Collected data
--------
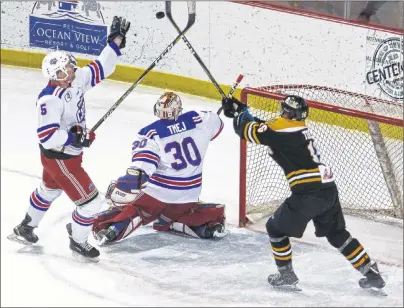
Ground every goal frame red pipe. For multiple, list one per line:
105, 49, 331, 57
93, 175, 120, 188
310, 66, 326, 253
238, 85, 403, 227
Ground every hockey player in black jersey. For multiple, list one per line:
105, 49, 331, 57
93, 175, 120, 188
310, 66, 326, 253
222, 95, 386, 292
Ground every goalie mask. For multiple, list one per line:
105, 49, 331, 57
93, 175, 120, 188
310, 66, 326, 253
41, 51, 77, 81
280, 95, 309, 121
154, 92, 183, 120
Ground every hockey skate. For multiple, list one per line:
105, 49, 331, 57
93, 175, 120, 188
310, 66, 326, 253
95, 226, 118, 246
210, 223, 229, 239
268, 263, 301, 291
192, 222, 229, 240
359, 262, 387, 296
66, 223, 100, 262
7, 214, 39, 245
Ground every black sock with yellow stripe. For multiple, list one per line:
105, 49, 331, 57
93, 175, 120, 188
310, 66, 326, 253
270, 236, 292, 268
339, 236, 371, 275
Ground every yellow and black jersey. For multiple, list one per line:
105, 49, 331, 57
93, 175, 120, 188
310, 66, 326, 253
234, 115, 336, 193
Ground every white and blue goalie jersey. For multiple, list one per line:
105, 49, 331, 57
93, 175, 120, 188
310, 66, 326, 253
131, 110, 224, 203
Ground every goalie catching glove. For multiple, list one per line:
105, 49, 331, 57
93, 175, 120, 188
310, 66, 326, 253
105, 168, 149, 207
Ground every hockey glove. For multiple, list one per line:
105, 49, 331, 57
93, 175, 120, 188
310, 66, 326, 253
68, 125, 95, 148
222, 97, 247, 118
107, 16, 131, 49
107, 168, 149, 207
233, 108, 254, 132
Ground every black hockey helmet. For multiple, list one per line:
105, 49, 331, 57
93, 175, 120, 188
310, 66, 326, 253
280, 95, 309, 121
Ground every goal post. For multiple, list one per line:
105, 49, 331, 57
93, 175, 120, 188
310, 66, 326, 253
239, 85, 403, 227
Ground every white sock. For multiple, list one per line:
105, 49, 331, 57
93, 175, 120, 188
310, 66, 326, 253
71, 194, 103, 243
27, 183, 62, 227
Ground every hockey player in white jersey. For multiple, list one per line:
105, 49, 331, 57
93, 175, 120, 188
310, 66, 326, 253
92, 92, 227, 244
8, 16, 131, 261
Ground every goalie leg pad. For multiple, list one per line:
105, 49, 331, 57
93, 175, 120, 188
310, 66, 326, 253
152, 202, 198, 232
152, 214, 175, 232
171, 222, 202, 238
153, 202, 226, 230
93, 205, 138, 234
152, 218, 206, 239
153, 202, 226, 239
130, 192, 170, 225
177, 202, 226, 227
93, 192, 168, 242
112, 216, 143, 242
92, 205, 143, 243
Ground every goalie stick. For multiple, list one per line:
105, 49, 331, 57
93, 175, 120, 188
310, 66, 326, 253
90, 1, 196, 133
165, 1, 243, 115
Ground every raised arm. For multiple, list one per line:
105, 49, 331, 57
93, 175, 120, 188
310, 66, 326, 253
77, 16, 130, 92
221, 97, 269, 144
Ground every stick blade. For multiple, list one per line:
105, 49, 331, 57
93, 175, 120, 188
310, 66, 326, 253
187, 1, 196, 14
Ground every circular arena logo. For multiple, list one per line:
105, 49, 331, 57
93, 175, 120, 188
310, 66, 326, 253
366, 37, 403, 100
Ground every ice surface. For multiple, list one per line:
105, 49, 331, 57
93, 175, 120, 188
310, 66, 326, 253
1, 66, 402, 306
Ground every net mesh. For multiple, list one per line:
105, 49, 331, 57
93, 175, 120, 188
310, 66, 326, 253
241, 85, 403, 224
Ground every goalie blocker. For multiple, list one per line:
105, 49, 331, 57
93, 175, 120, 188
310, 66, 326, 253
92, 168, 226, 244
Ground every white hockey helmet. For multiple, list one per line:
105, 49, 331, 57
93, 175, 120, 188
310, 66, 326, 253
41, 51, 77, 81
154, 92, 183, 120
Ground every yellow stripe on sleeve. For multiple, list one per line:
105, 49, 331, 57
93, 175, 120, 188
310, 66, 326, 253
251, 123, 261, 144
243, 122, 252, 142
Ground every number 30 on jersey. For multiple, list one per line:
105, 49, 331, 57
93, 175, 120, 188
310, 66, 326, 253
165, 137, 202, 170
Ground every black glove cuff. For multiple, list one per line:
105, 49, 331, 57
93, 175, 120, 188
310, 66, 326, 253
107, 34, 126, 49
107, 32, 120, 41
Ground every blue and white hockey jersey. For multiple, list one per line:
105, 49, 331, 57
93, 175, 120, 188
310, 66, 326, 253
36, 42, 121, 156
131, 110, 224, 203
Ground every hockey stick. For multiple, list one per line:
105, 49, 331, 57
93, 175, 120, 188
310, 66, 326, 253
165, 1, 243, 115
90, 1, 196, 133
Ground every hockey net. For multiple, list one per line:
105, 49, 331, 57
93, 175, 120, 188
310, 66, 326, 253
239, 85, 403, 227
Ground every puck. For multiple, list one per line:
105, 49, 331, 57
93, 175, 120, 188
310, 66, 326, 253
156, 11, 165, 19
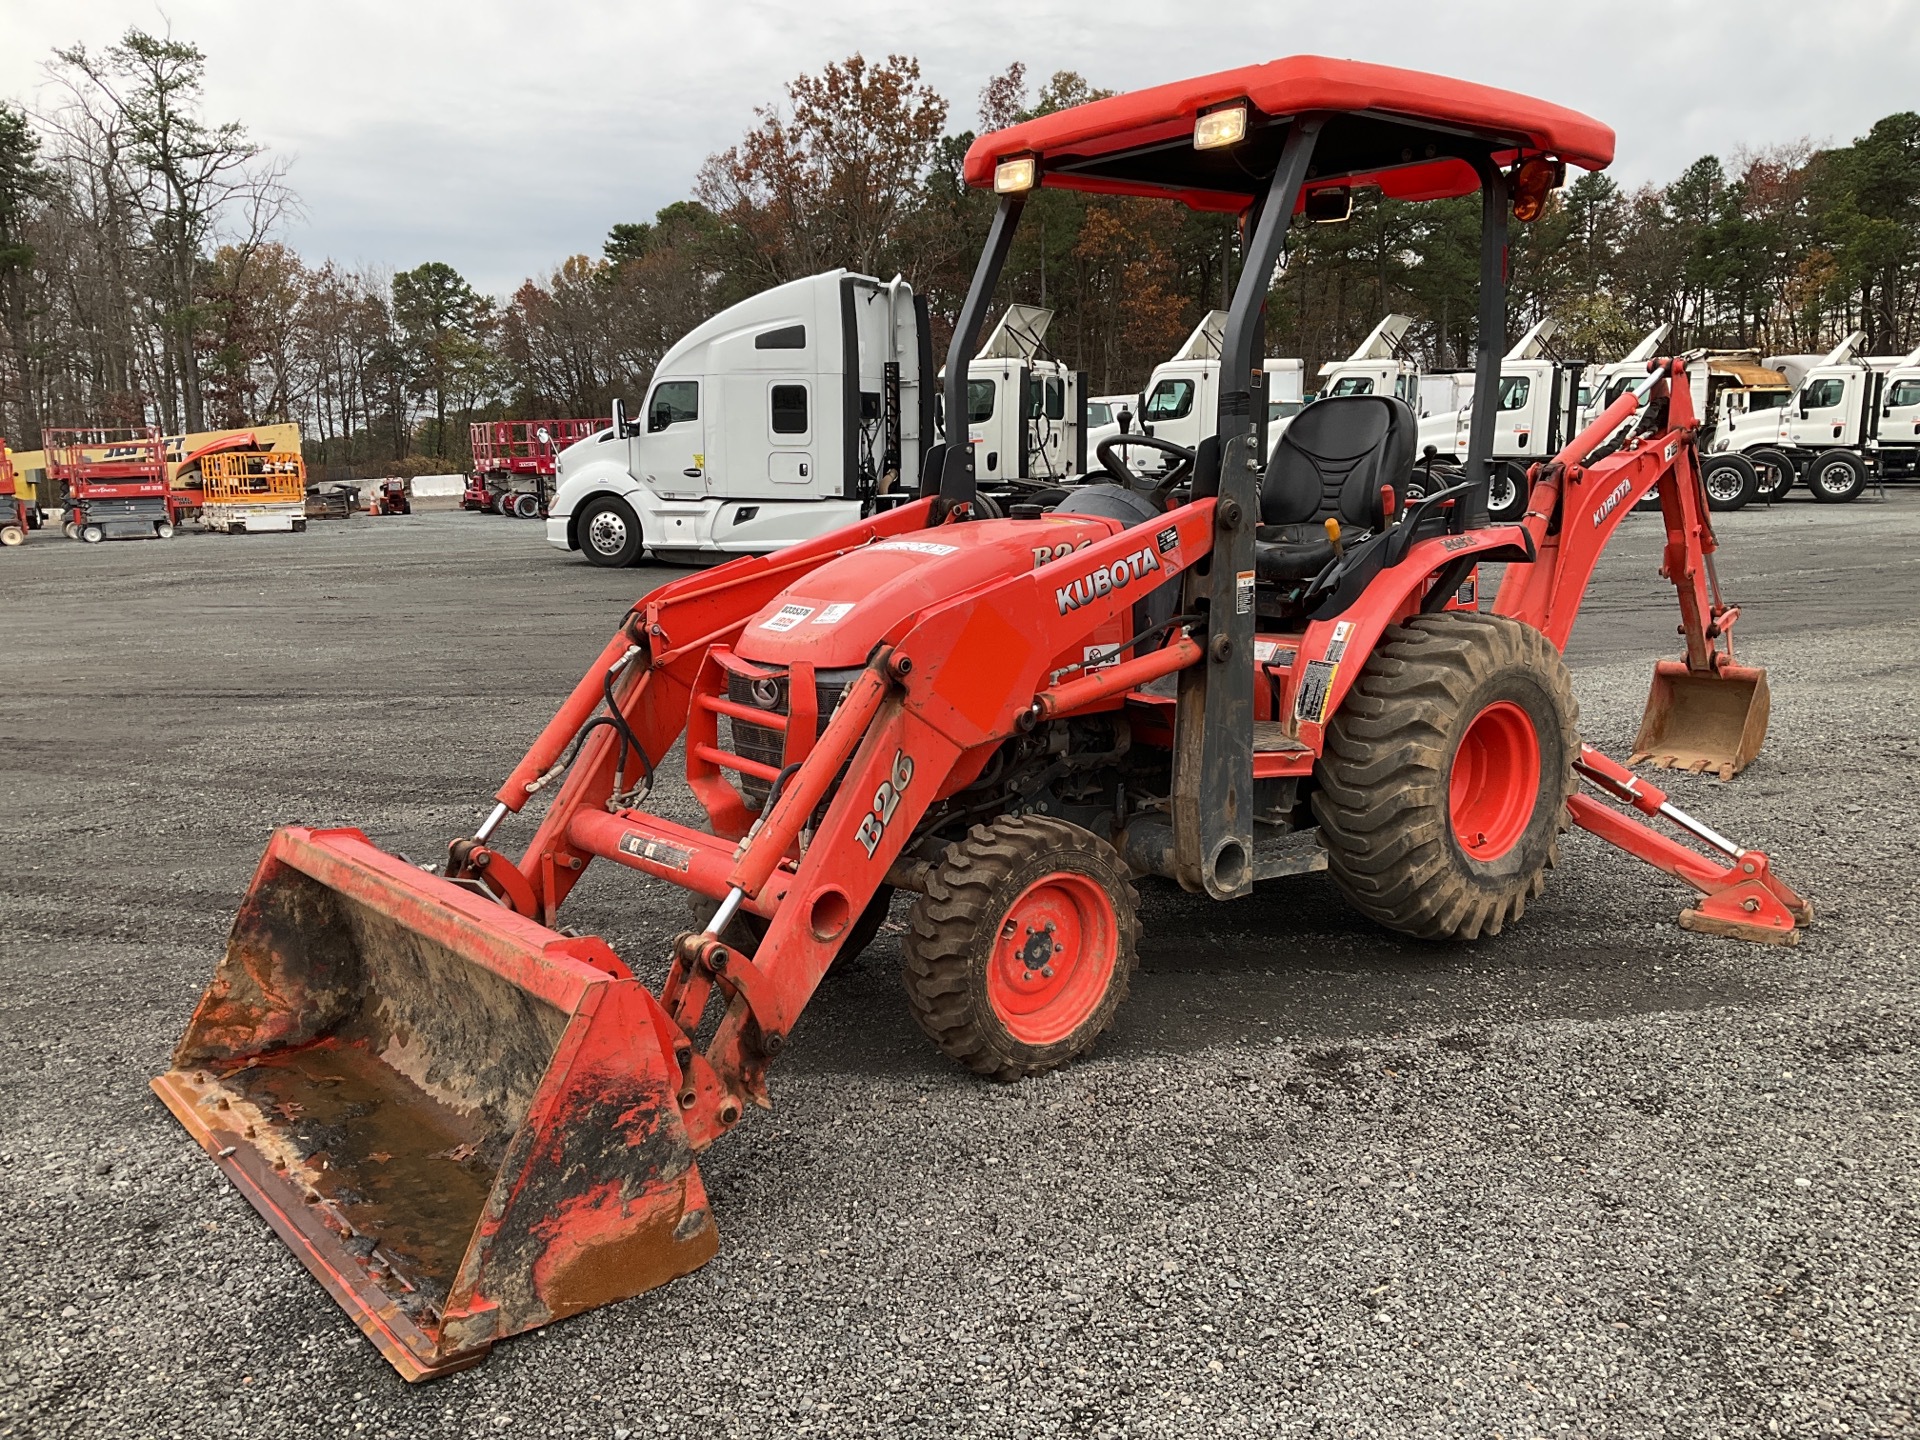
--------
Look through the records above for the word "player" and state how many lines contain it, giving the number alone.

▸ **Written solution**:
2